Отрывок документа:
>>>
Мы рассмотрим теперь, никоим образом не претендуя на оригинальность, простейшие кибернетические представления об эволюции культур, а затем соображения о самой очевидной и, угрожающей нашей культуре.

Квазистатическая модель эволюции культуры. В этой книге, согласно идее Лоренца, моделью развивающейся культуры служит эволюция вида животных. Между тем, для Дарвина важным образцом послужила эволюция горных пород, исследованная Лайелем. Эти три вида эволюции относятся к разным уровням организации вещества: в случае геологии эволюционирует некоторая масса неорганических соединений, в биологическом – коллектив животных одного вида, в социальном – коллектив людей одной культуры. Но можно заметить во всех трех случаях сходные черты, свойственные, по-видимому, всем эволюционным процессам. При таком подходе система не делится на «индивидов», а рассматривается как «сплошная масса». Это столь же правомерно, как аналогичный подход в классической механике сплошных сред, рассматривающей такую среду отвлекаясь от составляющих ее молекул, или в космологии, рассматривающей вещество вселенной как «звездную жидкость».

Во всех случаях система находится под действием сил – внешних и внутренних. Одна из внешних сил (по отношению к рассматриваемой системе) подавляюще велика и играет основную роль: в геологии это сила тяжести, в биологии и социологии – общие условия среды, используемой живой системой. В системе действуют внутренние силы, зависящие от ее строения и от внешних условий. В геологической эволюции – это силы давления и химические взаимодействия, определяющие смещения и превращения веществ. В эволюции вида роль внутренних сил играют инстинкты, научное изучение которых началось лишь в двадцатом веке. Как уже было сказано в главе 3, для высших животных особенно важно напряжение между социальным инстинктом и инстинктом внутривидовой агрессии, но у всех животных действуют классические «большие» инстинкты: инстинкт самосохранения, инстинкт питания и половой инстинкт. Несомненно, этим не исчерпываются существующие инстинкты; например, существует мало изученный ориентировочный инстинкт, важный в поведении высших животных, и особенно человека. Вся жизнь животного проходит во взаимодействии стимулов, которое Лоренц назвал «великим парламентом инстинктов»: поведение индивида определяется результирующей всех инстинктивных побуждений в данный момент. Если вид рассматривается как «сплошная масса», подобная горной породе, то действие инстинктов, усредненное по всем индивидам, аналогично напряжению внутренних сил, зависящему от места и времени. Наконец, в случае эволюции культуры к силам инстинктов, проявляющимся в обусловленной этой культурой форме, прибавляются культурные побуждения.

Эти культурные побуждения, аналогичные инстинктивным аппетенциям, наряду с внешними условиями существования общества всегда были предметом внимания историков и философов. Напротив, инстинктивные побуждения людей, общие с другими высшими животными, мало принимались во внимание, разве что в общей форме, под именем «страстей». Психоаналитики, прежде всего Фрейд и Фромм, часто ссылались на инстинкты, но мало о них знали. В конце девятнадцатого века, когда формировалось мировоззрение Фрейда, изучение инстинктов едва начиналось; а Фромм даже в конце жизни не понимал значения инстинкта внутривидовой агрессии и начал некомпетентную полемику с Лоренцем. В нашей книге, напротив, инстинктивным мотивам человека уделяется главное внимание. В отличие от психоаналитиков, сосредоточивших свой интерес на половом инстинкте, и тем самым на проблемах индивида, мы занимаемся главным образом социальным инстинктом, определяющим, вместе с инстинктом внутривидовой агрессии, общественное поведение людей.
<<<
Фрагмент набора данных:
>>>
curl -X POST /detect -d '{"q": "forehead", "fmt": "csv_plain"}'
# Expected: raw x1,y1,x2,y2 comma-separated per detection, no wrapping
<<<
Задание:
Подхватите текст об эволюции культуры и напишите продолжение, которое идет сразу после его последнего предложения.

Ответ:
Заметим, что во всех процессах эволюции, разумеется, соблюдаются общие законы природы, формулируемые в физике. Но к интересующим нас явлениям невозможно применить количественные способы описания, принятые в математической физике. Речь идет о сложных системах, не допускающих такого описания: для предсказания их движений невозможно получить необходимые начальные данные, невозможно учесть все действующие силы, наконец, невозможно решить математические задачи невообразимой сложности, которые могли бы получиться этим путем. И все же, даже при нынешнем неразвитом состоянии наших знаний об обществе некоторые качественные особенности социальных явлений можно объяснить.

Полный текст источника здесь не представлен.